*Texte fourni*.
--------------------
Les protocoles précités ne peuvent être mis en œuvre sans le consentement préalable du patient dûment éclairé. Comme à présent la loi relative aux droits du patient est d'application, le consentement du représentant tel que défini aux articles 12, 13 et 14 de cette loi, doit être obtenu lorsque le patient n'est plus en mesure d'exercer ses droits lui-même. Des problèmes peuvent surgir lorsque le représentant n'est pas d'accord avec l'arrêt ou la non-mise en œuvre d'un traitement et demande au médecin un acharnement thérapeutique. L'article 15, §2, de la loi relative aux droits du patient prévoit que le praticien professionnel concerné peut dans le cadre d'une concertation pluridisciplinaire s'écarter de l'avis du représentant "dans l'intérêt du patient et afin de prévenir toute menace pour sa vie ou toute atteinte grave à sa santé". Ceci fait apparaître que l'intérêt du patient prime l'avis du représentant. Ce principe ne doit pas seulement valoir pour les interventions mais aussi pour l'arrêt et pour la non-mise en œuvre d'un traitement. Il est indiqué, en cas de divergence d'opinions persistante entre le médecin concerné et le représentant du patient, que le médecin vérifie si les représentants du même rang sont du même avis. Si tel n’est pas le cas, le médecin veille aux intérêts du patient (art. 14, §2, alinéa 4, de la loi précitée).
La lutte contre la douleur revêt une importance capitale pour le patient en fin de vie. La déontologie médicale a toujours admis l’usage de médicaments, même les plus puissants, malgré la possibilité d’induire des complications qui pourraient hâter le décès.
L’emploi de ces substances, vu le risque encouru, n’est possible qu'avec le consentement du patient dûment éclairé ou de son représentant. Des problèmes se poseront rarement à cet égard. Le patient est libre de refuser la lutte contre la douleur. Par contre, si le refus émane du représentant, il est évident comme dit plus haut, que les intérêts du patient doivent primer. Il est important d'attirer l'attention des parents d'un enfant épuisé par une affection fatale que la lutte efficace contre la douleur peut avoir un effet positif sur la qualité de la vie restante.
--------------------
Extraits du jeu de données
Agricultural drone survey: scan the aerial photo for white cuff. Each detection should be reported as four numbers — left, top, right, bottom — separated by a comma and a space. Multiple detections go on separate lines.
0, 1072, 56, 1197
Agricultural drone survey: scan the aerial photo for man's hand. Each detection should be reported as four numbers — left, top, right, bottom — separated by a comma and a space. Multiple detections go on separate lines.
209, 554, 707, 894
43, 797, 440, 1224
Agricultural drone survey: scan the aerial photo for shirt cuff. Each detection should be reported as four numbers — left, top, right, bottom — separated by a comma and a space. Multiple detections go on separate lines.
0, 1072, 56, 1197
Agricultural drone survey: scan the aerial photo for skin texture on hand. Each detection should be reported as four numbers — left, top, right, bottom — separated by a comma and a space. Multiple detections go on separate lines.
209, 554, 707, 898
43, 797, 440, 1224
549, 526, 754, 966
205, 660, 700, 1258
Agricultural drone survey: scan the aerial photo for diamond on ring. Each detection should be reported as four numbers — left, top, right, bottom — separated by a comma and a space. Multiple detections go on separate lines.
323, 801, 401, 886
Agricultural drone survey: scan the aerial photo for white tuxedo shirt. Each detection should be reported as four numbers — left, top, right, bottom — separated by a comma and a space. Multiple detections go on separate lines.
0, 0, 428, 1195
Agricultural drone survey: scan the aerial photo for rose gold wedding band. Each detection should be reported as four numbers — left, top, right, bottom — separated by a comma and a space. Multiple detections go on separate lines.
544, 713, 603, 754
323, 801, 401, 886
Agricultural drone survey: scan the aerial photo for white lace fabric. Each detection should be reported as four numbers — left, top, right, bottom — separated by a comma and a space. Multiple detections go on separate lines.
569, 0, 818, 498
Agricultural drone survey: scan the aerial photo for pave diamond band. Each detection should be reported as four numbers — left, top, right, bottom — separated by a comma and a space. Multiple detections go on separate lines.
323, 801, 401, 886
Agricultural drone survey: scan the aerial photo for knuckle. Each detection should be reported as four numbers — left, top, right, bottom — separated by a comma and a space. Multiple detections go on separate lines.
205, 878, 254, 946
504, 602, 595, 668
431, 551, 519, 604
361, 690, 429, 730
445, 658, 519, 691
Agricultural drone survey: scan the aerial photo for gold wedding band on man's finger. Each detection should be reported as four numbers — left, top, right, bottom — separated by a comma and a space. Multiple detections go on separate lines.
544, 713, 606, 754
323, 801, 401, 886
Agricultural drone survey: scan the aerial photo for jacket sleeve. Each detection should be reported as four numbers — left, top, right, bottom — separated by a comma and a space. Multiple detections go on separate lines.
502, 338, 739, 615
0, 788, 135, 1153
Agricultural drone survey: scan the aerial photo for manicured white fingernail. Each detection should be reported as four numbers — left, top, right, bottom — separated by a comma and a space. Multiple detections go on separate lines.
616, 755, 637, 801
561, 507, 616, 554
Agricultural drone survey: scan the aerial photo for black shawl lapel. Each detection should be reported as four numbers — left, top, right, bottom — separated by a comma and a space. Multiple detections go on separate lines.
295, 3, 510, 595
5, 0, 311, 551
--------------------
*Consigne*.
Prolongez le texte sur le patient en fin de vie et la lutte contre la douleur, à partir de sa dernière phrase. Les lignes sont un matériel à part, sans rapport avec le texte.

*Réponse*.
L'aide au suicide n'est pas explicitement prévue par la loi relative à l'euthanasie en tant qu'acte mettant fin à la vie d'une personne. Du point de vue déontologique, elle peut néanmoins être assimilée à l’euthanasie pour autant que soient réunies toutes les conditions prévues par la loi pour pratiquer une euthanasie. L’aide au suicide n'est acceptable que si le médecin et le patient discutent au préalable de toutes les éventualités, si le médecin procure lui-même la substance létale qui doit être absorbée en sa présence et en suivant ses indications. Il doit demeurer présent pendant toute la durée de l'agonie pour, conformément à ce qui a été convenu, apporter à tout moment l'aide nécessaire. Compte tenu de son indication stricte et des conditions posées à son application, l'aide au suicide telle que définie plus haut ne se différencie pas de l'euthanasie. De la sorte, toutes les conditions fixées par la loi relative à l'euthanasie doivent être remplies et la procédure prévue par la loi doit être suivie (souffrance insupportable ne pouvant être apaisée, consultation d’un deuxième ou troisième médecin, demande écrite, le cas échéant un mois d’attente, déclaration à la Commission fédérale de contrôle et d’évaluation, etc.).
Toutes les formes dites d'aide au suicide qui ne répondent pas aux critères cités ci-dessus, sont déontologiquement inacceptables.
En outre, le Conseil national souligne que l'abrègement actif de la vie sans consentement préalable du patient ne peut être toléré par la déontologie, et qu'il est injustifiable d'y procéder à la demande de la famille.
CONVICTIONS du MÉDECIN
Il n'est pas seulement important que le patient soit informé à temps de son état de santé; il est tout aussi important qu'il soit informé à temps des convictions de ses médecins quant aux différentes possibilités de fin de vie. Il faut éviter qu'un patient, parce que tardivement informé des éventuelles objections de conscience de ses médecins, ne soit contraint en phase terminale de rechercher un médecin disposé à pratiquer à sa demande un mode déterminé d'arrêt de la vie. Il ne faut absolument pas que la loi relative à l'euthanasie conduise à l'apparition d'équipes et de centres d'euthanasie.
CONTINUITÉ des SOINS
Le Conseil national estime préférable que le traitement et l'accompagnement d'un patient pendant tout le déroulement d'une affection dont le pronostic est fatal, soient assurés par les mêmes médecins et la même équipe pluridisciplinaire. Ensemble et en concertation avec le patient, ils programment la manière dont il convient de traiter et de prendre en charge les différents stades de l'affection et sa phase ultime.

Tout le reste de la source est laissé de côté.